__Dataset records__
/---

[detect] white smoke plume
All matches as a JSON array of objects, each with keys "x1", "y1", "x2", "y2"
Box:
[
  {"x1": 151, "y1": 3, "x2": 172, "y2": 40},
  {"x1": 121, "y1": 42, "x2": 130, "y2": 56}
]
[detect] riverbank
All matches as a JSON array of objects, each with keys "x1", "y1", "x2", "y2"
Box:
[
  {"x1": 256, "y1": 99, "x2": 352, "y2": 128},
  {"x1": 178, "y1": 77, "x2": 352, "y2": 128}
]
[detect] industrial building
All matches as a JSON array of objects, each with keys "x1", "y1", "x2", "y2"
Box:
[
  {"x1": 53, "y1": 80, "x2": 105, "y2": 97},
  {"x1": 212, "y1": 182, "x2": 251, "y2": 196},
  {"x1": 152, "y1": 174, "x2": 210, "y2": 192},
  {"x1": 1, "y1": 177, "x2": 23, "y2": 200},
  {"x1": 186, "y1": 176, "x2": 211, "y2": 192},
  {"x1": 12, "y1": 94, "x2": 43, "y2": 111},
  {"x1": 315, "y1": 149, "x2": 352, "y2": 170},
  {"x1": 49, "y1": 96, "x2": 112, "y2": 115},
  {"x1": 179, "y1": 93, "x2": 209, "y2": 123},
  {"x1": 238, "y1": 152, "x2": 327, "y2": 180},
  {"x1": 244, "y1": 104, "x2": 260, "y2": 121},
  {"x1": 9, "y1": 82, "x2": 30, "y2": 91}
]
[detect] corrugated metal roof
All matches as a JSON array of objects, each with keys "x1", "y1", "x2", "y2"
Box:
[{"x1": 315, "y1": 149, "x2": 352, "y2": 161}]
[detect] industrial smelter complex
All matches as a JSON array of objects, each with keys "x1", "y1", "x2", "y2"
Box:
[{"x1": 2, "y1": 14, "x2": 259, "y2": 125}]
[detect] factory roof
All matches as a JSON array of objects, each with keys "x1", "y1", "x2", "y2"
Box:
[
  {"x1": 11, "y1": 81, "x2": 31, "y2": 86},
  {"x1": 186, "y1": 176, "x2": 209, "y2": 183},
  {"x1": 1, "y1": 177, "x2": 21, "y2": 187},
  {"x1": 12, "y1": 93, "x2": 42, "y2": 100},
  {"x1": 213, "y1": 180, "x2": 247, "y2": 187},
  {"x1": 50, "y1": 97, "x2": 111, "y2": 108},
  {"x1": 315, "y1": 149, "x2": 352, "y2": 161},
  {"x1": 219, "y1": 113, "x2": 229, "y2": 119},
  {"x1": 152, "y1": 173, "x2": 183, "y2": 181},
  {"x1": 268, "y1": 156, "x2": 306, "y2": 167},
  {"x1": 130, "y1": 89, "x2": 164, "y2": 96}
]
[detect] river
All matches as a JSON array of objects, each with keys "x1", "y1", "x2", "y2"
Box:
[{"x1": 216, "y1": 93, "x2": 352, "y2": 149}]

\---

__What needs to be done__
Rewrite the lines of the records as a numbered list, from the line containing "[detect] corrugated metal roof" through the final line of the records, leaving out any blank lines.

__Reply__
1. [detect] corrugated metal roof
2. All matches as a JSON array of objects, each with keys "x1", "y1", "x2", "y2"
3. Box:
4. [{"x1": 315, "y1": 149, "x2": 352, "y2": 161}]
5. [detect] industrial smelter complex
6. All matches as a JSON array of objects, each with keys "x1", "y1", "x2", "y2"
7. Box:
8. [{"x1": 2, "y1": 14, "x2": 259, "y2": 125}]
9. [detect] factory roof
10. All matches as a JSON array of objects, each with keys "x1", "y1", "x2", "y2"
11. Box:
12. [
13.   {"x1": 11, "y1": 81, "x2": 31, "y2": 86},
14.   {"x1": 186, "y1": 176, "x2": 209, "y2": 183},
15.   {"x1": 1, "y1": 177, "x2": 21, "y2": 187},
16.   {"x1": 12, "y1": 93, "x2": 42, "y2": 100},
17.   {"x1": 213, "y1": 180, "x2": 247, "y2": 187},
18.   {"x1": 50, "y1": 97, "x2": 111, "y2": 108},
19.   {"x1": 315, "y1": 149, "x2": 352, "y2": 161},
20.   {"x1": 219, "y1": 113, "x2": 229, "y2": 119},
21.   {"x1": 152, "y1": 173, "x2": 183, "y2": 181},
22.   {"x1": 268, "y1": 156, "x2": 306, "y2": 167},
23.   {"x1": 130, "y1": 89, "x2": 164, "y2": 96}
24. ]
25. [detect] river
26. All matches as a JSON array of objects, each with keys "x1", "y1", "x2", "y2"
27. Box:
28. [{"x1": 216, "y1": 93, "x2": 352, "y2": 149}]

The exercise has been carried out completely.